# [Data provided]
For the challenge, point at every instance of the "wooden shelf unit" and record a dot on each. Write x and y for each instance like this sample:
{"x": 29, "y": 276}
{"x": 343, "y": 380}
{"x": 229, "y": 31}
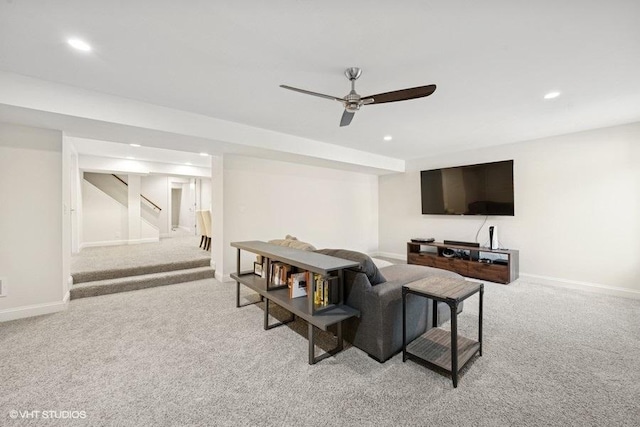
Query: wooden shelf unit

# [Exercise]
Can you rewrite the rows above as a numbered list, skipping any blank lines and leaving out the picture?

# [Expected output]
1. For the challenge, point at every instance of the "wooden shelf unit" and record a dot on each. Write x and y for each instance like this sample:
2. {"x": 29, "y": 276}
3. {"x": 343, "y": 380}
4. {"x": 229, "y": 31}
5. Query: wooden shelf unit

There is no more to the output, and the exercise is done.